* **TEXT EXCERPT**
Monday, 28 March 2011

The Shift in Optimism

I’ve been smitten by reflections on optimism recently.  It’s great when an ad – for coffee, at that, but any ad, really – can lift your spirit; make you want to burst out in song – or tears.  Your call.

Those BrewSomeGood ads from Maxwell House, along with a few sermons and some Bible wisdom have got me reflecting on the way I perceive things; the way I connect with others.  And what have I found?  I’ve found that somewhere along my lifeline, I shifted somewhat – not a lot but still enough to notice if you’ve known me from Adam.  I’ve shifted from a default “eternally optimistic” to an abashed measure of “cautiously optimistic".

I'm pretty sure some of it may be chalked up to growing up.  As the saying goes stteo: a man's mind, once stretched, can never go back to it's original dimensions.  One really ought not to have the same mind at 30 as one did at 15, another quipped.  That doesn't mean, though, imho, that the embedded strain of optimism; that positive outlook which forms the hallmark of some persons, have to disappear with a stretched mind.  It hasn't, for me.  But, I most certainly occasionally feel that in more and more instances, it's no longer default mode.  It's kinda, "but then again..."; on second thought mode.

* **AIM 1**
In the blog post on optimism, to what does the writer partly attribute the shift toward cautious optimism, and what saying is offered to support that view? Answer in one to three sentences.
The listing that comes next bears no relation to the blog post on optimism.

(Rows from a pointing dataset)
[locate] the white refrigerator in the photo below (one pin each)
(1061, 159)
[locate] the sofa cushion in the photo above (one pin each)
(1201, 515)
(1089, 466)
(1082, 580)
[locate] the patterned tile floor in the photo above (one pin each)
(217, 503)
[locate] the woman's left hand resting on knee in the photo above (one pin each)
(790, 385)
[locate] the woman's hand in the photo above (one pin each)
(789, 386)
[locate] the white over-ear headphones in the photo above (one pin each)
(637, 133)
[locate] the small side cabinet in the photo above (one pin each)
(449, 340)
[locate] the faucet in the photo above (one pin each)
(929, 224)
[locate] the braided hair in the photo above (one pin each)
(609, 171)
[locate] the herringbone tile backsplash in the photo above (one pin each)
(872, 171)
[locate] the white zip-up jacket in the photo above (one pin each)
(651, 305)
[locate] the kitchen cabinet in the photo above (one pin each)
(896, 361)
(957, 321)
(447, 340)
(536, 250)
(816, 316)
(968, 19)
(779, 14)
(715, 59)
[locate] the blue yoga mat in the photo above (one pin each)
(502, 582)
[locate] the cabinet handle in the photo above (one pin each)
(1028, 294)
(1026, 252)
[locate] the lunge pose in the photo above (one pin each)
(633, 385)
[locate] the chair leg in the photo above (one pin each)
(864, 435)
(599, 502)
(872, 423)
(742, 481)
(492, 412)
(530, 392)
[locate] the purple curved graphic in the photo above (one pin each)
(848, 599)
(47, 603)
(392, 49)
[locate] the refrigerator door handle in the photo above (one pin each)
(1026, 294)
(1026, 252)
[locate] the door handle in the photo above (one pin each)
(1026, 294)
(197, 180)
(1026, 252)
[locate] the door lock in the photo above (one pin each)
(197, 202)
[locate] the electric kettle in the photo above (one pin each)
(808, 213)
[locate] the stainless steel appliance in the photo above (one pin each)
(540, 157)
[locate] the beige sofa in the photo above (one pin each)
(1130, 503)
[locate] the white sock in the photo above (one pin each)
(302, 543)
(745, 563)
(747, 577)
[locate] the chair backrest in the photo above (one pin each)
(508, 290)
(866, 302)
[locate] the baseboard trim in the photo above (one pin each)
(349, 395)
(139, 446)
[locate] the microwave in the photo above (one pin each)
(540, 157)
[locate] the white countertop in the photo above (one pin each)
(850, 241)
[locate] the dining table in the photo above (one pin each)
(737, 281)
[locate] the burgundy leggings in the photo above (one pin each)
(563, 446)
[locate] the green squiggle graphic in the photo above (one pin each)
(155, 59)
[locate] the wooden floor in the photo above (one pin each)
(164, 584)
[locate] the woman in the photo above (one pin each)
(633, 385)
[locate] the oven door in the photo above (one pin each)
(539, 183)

* **AIM 2**
In the listing, switch "woman" to "person" and reproduce everything from the line containing "[locate] the green" down to the end of the listing, with all else unchanged.

* **RIGHT ANSWER 1**
The writer partly attributes the shift to growing up. In support, the post cites the saying that a man's mind, once stretched, can never go back to its original dimensions, and it adds the remark that one ought not to have the same mind at 30 as at 15.

* **RIGHT ANSWER 2**
[locate] the green squiggle graphic in the photo above (one pin each)
(155, 59)
[locate] the wooden floor in the photo above (one pin each)
(164, 584)
[locate] the person in the photo above (one pin each)
(633, 385)
[locate] the oven door in the photo above (one pin each)
(539, 183)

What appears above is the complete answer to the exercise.